▸ **What this task involves**: Search the entries for lines that contain the word "aircraft", and report each one found.
START Records supplied
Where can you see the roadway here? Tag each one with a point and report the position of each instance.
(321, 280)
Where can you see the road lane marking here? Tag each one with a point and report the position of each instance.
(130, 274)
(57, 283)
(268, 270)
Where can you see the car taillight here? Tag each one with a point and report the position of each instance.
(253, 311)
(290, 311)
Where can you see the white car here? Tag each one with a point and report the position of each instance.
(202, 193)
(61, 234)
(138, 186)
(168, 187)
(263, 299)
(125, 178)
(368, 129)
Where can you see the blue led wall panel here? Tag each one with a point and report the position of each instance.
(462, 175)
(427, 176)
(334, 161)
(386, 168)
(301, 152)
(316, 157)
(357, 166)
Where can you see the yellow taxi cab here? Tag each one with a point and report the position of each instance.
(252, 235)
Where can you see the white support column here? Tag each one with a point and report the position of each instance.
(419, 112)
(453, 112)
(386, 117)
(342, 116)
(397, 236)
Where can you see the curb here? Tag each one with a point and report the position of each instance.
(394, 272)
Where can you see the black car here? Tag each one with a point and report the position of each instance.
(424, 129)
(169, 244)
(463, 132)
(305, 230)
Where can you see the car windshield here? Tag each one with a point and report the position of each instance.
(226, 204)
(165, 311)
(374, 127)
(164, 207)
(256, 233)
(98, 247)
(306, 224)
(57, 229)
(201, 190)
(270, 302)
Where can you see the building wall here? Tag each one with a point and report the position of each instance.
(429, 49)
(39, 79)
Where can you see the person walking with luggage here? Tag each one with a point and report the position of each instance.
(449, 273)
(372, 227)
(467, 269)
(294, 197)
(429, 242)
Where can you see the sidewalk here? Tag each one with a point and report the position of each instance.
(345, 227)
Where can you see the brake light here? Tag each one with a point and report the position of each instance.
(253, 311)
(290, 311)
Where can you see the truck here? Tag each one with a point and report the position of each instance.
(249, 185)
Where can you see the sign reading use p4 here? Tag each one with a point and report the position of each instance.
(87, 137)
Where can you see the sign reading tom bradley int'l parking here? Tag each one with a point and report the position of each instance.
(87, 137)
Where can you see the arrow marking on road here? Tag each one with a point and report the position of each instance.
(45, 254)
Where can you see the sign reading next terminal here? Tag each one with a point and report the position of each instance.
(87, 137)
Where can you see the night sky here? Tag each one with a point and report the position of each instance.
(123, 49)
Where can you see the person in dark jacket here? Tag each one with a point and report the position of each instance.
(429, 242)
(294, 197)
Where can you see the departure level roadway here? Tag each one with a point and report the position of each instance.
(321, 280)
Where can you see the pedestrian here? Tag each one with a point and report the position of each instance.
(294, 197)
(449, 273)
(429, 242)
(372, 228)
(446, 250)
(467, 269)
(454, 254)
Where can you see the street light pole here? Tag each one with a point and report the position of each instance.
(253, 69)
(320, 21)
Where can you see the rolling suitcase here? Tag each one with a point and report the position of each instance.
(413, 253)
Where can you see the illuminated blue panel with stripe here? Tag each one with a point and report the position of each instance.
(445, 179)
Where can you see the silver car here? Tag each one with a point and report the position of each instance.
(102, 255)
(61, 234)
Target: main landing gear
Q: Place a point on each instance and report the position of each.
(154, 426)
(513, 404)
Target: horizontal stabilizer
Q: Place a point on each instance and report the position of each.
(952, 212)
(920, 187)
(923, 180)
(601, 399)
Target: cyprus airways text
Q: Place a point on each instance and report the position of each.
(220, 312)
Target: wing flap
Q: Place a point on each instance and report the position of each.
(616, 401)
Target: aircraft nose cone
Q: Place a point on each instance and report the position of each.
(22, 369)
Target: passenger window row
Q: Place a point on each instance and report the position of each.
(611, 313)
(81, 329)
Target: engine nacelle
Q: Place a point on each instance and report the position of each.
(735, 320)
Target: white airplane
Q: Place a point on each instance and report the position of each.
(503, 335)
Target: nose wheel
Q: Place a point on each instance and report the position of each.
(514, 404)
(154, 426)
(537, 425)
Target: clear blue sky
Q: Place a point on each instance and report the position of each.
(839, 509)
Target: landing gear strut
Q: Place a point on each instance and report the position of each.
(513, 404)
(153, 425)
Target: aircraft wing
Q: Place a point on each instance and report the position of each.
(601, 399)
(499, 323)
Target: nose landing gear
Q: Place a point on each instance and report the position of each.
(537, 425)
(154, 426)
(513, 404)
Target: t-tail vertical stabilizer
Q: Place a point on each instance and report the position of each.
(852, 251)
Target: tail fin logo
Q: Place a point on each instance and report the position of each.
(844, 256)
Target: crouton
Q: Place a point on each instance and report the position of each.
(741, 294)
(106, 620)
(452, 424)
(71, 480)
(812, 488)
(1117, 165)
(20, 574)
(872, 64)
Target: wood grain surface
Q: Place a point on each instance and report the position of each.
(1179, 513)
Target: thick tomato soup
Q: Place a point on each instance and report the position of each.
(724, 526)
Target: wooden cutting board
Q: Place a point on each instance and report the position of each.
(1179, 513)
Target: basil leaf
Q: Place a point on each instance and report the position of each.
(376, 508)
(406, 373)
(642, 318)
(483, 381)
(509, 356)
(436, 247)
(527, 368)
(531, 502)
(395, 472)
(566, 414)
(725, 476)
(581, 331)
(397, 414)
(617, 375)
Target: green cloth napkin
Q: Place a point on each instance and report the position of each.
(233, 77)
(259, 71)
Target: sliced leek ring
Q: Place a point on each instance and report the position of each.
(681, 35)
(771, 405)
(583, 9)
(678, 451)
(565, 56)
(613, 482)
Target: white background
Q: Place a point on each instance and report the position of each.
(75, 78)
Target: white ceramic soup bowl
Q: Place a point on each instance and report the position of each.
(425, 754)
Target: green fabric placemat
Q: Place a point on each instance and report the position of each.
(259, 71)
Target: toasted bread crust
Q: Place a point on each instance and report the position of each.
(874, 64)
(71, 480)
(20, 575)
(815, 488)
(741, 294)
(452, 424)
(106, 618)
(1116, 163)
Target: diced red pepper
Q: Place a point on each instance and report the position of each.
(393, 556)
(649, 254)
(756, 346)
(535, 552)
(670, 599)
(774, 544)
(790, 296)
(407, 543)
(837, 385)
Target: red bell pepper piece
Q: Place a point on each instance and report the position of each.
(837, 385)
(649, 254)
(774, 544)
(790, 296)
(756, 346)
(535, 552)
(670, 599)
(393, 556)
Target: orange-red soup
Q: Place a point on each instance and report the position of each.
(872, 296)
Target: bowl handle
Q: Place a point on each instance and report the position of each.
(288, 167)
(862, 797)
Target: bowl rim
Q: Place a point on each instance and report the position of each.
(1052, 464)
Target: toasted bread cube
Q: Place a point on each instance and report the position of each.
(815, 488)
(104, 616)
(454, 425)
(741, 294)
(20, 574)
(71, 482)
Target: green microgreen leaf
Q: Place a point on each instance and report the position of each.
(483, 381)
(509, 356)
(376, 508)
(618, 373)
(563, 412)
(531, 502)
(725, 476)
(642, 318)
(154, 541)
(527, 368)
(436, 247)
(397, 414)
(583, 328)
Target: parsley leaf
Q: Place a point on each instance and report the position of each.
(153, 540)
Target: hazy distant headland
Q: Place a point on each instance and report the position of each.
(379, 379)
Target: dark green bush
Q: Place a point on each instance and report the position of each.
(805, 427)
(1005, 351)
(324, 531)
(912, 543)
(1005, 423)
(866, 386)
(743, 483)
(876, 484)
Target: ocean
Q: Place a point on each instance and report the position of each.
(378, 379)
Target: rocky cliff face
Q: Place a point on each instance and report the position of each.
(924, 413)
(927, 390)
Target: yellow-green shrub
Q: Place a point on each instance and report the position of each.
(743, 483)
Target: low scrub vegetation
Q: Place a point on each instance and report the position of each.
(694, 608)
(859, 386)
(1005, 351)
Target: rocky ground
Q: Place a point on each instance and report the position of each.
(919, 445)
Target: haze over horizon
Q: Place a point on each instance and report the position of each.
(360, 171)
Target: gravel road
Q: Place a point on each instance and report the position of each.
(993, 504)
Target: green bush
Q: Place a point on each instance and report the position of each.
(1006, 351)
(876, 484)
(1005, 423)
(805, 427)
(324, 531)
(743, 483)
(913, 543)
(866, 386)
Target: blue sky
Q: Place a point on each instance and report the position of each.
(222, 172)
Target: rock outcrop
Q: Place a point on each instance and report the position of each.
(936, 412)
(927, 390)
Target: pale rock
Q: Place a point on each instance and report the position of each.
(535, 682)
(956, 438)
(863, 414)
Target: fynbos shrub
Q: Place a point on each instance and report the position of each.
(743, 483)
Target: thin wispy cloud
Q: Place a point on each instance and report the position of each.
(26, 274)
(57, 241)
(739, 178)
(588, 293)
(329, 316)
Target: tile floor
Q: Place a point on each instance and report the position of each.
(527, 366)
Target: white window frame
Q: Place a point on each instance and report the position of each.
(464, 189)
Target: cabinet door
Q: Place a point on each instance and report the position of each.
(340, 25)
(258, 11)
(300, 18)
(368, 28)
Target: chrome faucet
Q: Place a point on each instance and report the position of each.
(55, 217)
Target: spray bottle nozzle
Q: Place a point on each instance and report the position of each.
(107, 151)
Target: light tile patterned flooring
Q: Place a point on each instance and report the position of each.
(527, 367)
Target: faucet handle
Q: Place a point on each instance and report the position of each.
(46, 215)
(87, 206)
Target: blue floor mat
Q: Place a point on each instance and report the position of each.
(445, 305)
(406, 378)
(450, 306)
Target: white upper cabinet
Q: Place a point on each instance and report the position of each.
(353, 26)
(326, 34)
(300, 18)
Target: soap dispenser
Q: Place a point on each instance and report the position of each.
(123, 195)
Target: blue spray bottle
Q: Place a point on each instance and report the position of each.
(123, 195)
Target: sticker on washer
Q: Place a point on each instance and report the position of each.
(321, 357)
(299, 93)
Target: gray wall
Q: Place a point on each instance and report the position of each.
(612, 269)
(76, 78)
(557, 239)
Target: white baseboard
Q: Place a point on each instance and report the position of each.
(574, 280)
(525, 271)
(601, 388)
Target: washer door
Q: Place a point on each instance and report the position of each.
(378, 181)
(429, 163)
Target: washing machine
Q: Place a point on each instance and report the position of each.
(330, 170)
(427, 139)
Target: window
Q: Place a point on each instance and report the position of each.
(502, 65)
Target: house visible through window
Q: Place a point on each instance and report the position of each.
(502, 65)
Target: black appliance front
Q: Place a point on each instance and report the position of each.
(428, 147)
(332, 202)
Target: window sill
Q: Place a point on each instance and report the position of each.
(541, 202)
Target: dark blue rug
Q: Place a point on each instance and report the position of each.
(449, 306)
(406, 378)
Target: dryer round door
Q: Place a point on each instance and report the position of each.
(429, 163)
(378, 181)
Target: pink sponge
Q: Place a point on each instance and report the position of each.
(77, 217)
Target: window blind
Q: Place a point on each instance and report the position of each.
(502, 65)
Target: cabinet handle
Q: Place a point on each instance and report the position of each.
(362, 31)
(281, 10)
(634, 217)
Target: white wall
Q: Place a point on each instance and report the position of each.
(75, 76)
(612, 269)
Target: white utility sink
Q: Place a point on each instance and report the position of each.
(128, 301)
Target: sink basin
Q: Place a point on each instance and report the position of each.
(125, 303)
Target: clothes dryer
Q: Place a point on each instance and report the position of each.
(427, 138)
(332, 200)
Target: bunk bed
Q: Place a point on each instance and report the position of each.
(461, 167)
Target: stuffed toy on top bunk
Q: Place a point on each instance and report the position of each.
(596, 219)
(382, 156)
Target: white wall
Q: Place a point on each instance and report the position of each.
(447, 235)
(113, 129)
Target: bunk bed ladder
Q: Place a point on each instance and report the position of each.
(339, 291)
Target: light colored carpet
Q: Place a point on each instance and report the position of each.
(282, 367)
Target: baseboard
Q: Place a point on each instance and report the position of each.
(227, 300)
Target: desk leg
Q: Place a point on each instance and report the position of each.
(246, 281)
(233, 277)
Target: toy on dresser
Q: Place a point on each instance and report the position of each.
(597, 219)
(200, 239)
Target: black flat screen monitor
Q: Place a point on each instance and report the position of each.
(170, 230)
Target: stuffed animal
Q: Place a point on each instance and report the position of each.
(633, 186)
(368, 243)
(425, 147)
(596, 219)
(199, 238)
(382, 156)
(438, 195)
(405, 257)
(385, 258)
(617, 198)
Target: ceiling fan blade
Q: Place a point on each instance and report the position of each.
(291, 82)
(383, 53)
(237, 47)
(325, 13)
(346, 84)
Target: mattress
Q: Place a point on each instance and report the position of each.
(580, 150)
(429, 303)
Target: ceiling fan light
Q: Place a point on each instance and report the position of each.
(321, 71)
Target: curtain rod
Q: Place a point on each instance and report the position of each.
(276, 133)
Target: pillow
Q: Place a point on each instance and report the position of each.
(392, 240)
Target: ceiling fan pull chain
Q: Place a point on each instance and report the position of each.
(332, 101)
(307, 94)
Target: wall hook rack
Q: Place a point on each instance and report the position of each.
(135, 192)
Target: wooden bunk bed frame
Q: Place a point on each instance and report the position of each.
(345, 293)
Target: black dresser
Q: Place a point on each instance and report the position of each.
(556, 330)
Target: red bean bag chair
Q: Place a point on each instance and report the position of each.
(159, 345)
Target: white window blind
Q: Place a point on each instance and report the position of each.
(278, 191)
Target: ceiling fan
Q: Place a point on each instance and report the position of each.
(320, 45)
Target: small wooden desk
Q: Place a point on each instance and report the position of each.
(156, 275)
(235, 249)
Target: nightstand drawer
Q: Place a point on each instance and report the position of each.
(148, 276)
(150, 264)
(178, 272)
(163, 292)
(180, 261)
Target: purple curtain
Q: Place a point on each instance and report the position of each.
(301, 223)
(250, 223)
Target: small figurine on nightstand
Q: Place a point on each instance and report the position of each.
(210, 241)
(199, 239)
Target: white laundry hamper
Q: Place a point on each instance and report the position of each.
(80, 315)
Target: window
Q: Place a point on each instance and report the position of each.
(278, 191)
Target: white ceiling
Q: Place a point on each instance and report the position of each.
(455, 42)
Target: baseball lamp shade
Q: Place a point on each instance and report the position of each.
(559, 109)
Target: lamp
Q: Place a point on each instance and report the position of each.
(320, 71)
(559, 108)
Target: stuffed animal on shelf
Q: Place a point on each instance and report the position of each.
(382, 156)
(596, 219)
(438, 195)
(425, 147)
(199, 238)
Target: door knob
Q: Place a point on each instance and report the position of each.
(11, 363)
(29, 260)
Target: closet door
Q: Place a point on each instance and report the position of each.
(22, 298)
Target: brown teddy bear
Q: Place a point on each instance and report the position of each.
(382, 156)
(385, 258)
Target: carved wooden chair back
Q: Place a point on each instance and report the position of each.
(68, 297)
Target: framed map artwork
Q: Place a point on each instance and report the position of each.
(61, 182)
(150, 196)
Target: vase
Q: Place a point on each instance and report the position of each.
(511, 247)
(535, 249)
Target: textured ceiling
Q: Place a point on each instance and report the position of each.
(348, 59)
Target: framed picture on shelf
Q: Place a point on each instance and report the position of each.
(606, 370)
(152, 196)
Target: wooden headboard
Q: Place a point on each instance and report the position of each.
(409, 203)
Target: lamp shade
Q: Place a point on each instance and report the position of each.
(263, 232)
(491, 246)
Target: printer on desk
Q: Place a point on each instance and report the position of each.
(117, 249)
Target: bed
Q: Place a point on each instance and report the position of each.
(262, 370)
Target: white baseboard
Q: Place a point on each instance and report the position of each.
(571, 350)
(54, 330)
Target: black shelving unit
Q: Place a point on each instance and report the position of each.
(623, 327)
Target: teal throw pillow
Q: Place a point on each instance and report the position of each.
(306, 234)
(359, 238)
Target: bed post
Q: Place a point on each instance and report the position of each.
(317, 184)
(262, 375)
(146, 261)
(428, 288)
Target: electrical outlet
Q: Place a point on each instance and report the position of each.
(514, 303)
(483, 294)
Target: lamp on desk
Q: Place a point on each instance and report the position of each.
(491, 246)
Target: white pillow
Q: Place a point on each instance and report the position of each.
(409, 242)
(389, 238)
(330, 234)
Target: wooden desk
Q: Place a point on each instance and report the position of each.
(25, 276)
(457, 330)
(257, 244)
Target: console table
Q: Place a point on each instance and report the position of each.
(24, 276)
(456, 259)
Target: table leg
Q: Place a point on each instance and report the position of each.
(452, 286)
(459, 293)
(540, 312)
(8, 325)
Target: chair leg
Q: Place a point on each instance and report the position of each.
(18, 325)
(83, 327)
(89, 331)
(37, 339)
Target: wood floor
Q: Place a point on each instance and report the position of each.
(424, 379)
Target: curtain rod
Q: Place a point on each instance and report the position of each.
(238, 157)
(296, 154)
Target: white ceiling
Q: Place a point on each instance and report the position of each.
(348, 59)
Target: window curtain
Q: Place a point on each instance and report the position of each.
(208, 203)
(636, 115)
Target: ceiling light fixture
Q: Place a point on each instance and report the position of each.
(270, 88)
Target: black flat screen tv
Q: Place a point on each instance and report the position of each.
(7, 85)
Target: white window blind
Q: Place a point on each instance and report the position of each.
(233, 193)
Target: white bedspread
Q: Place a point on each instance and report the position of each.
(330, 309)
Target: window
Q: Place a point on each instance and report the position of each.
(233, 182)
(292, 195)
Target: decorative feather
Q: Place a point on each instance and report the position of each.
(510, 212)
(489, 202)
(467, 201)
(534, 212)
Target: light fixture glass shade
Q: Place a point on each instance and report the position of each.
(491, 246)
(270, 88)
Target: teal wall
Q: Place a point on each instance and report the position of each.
END Records supplied
▸ **Result of the task**:
Target: aircraft nose cone
Target: aircraft wing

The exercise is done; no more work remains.